ASSIGNED TASK: Counting only lines that contain "instance", how many are there in the records below? Give the figure alone.

--- INPUT DATA Enclosed Below ---

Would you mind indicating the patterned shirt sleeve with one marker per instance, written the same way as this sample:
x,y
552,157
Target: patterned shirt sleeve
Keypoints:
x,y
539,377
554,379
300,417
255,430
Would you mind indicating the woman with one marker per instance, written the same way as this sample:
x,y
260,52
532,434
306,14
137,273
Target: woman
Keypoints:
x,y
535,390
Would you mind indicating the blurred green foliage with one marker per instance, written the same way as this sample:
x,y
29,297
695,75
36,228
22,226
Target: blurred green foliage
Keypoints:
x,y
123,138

--- End of Enclosed INPUT DATA ---
--- INPUT DATA Enclosed Below ---

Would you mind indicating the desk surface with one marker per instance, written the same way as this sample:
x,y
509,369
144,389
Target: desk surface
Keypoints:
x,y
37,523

--- End of Enclosed INPUT DATA ---
--- INPUT DATA Enclosed Below ---

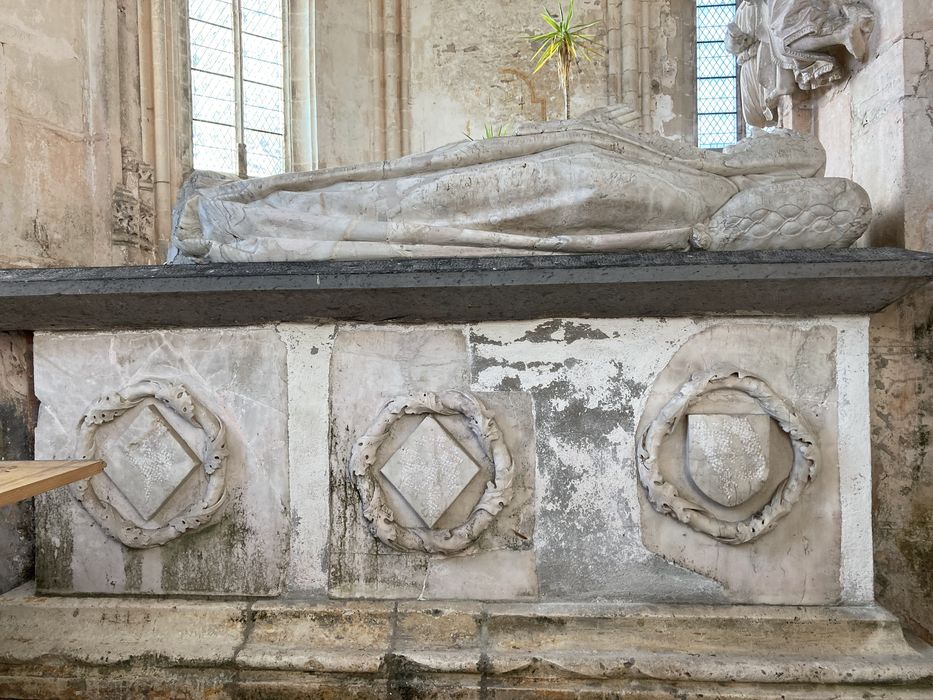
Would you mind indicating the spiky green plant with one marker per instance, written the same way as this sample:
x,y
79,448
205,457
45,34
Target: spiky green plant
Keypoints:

--- End of Enclosed INPUT DATA ---

ANSWER TO THIS TASK: 5